**Page extract:**
^^^^^^^^^^^^^^^^
Accompanied with stress, people often feel symptoms of anxiety and depression. Ashwagandha has been shown to calm the mind and the body, and help those with nervous exhaustion and insomnia. Ashwagandha can also lower the body’s stress hormone cortisol (Umadevi et al, 2012). It also mimics the actions of GABA (Gamma Amino-butyric acid), an inhibitory brain neurotransmitter. This helps calm overactive neuron activity leading to a relaxed state of mind and body, while promoting a sense of tranquility (Smart Publications, n.d). Research shows that ashwagandha also increases acetyl-choline activity, a neurotransmitter that promotes functioning of the parasympathetic nervous system. Ashwagandha can also be just as effective as the benzodiazepine drug, Lorazepam; which is commonly prescribed for those with anxiety disorder (Bano, N. Sharma, V. Sharma, Dhaliwal, 2015).
Ashwagandha also has benefits to the cardiovascular system, by helping regulate blood sugar and lower cholesterol levels (Bano et al, 2015). Amounts of LDL cholesterol, blood glucose levels and triglycerides can be decreased with the use of this herb. Since ashwagandha can help stabilize blood sugar, it would be suitable for those who have type II diabetes. It works by increasing the amount of insulin needing to be released. The herb is also rich in iron, perfect for those who have anemia or just overall low-iron levels in their blood. Ashwagandha increases red blood cell count and improves the protein in hemoglobin (Umadevi et al, 2012).
When it comes to a compromised immune system, fatigue from illness and cancer, Ashwagandha can be beneficial. According to a study in 2003 (Umadevi et al, 2012), the herb was tested on human cells which slowed the growth of cancer development, particularly of the lung, breast, prostate and colon. This shows that ashwagandha has anti-carcinogenic qualities. Even for acute colds and (especially upper respiratory problems, such as cough) the herb can help relieve symptoms. Ashwagandha naturally boosts the function of macrophages, phagocytes (the bacteria eaters) and lymphocytes, which are known as our body’s immune cells. (Bano et al, 2015).
Ashwagandha can help those with inflammatory problems, such as arthritis, rheumatism and osteoarthritis (Singh et al, 2011). The herb can help soothe the pain response within the nervous system, acting as a natural analgesic. Ashwagandha contains natural steroids which can reduce inflammation. Other ailments ashwagandha benefits are wound pain, backaches and one-sided paralysis (Bano et al, 2015).
The benefits of ashwagandha are almost endless; research has made many discoveries of its properties and how it functions in the body. The herb is great for supporting the cardiovascular system, nervous system, immune and the brain (cognition and focus). It is an aphrodisiac, anti-inflammatory, stress reliever and has anti-aging properties. Ashwagandha comes with virtually no side effects when used safely and with the correct dosage. Remember one word: “Rasayana” a Sanskrit word meaning health and long life, and that’s exactly what ashwagandha can do for the body. Its tonic, antioxidant and energizing properties make it a well-rounded, highly versatile herb that can be used for many conditions (Bano et al, 2015).
^^^^^^^^^^^^^^^^
**Exercise requirements:** Transcribe the part of the ashwagandha text starting at "Ashwagandha can help those" and ending at "paralysis (Bano et al, 2015).".
^^^^^^^^^^^^^^^^
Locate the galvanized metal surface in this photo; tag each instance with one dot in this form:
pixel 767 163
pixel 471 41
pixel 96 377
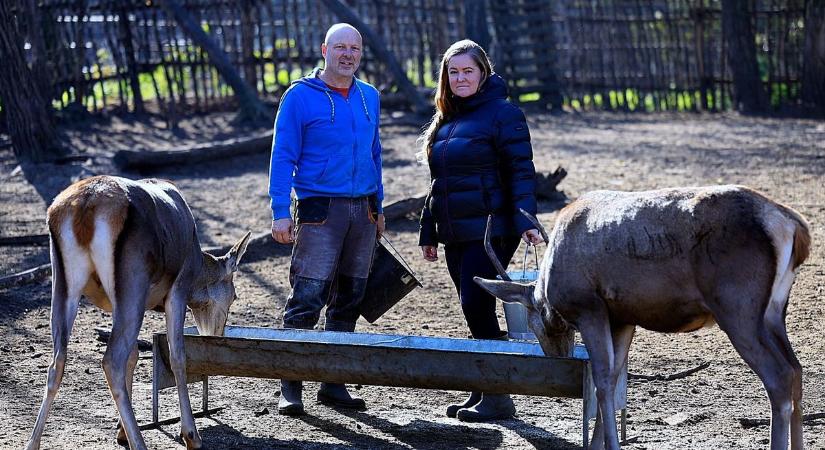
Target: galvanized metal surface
pixel 386 360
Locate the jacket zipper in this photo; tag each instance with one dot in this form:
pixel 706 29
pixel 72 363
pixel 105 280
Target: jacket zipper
pixel 446 185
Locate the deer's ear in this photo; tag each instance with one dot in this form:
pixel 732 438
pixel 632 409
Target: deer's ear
pixel 236 252
pixel 509 291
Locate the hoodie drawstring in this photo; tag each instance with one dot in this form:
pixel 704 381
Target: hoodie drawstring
pixel 363 102
pixel 331 105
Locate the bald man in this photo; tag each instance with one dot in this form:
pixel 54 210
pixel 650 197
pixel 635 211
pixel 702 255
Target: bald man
^^^^^^^^^^^^^^^^
**Answer space:**
Ashwagandha can help those with inflammatory problems, such as arthritis, rheumatism and osteoarthritis (Singh et al, 2011). The herb can help soothe the pain response within the nervous system, acting as a natural analgesic. Ashwagandha contains natural steroids which can reduce inflammation. Other ailments ashwagandha benefits are wound pain, backaches and one-sided paralysis (Bano et al, 2015).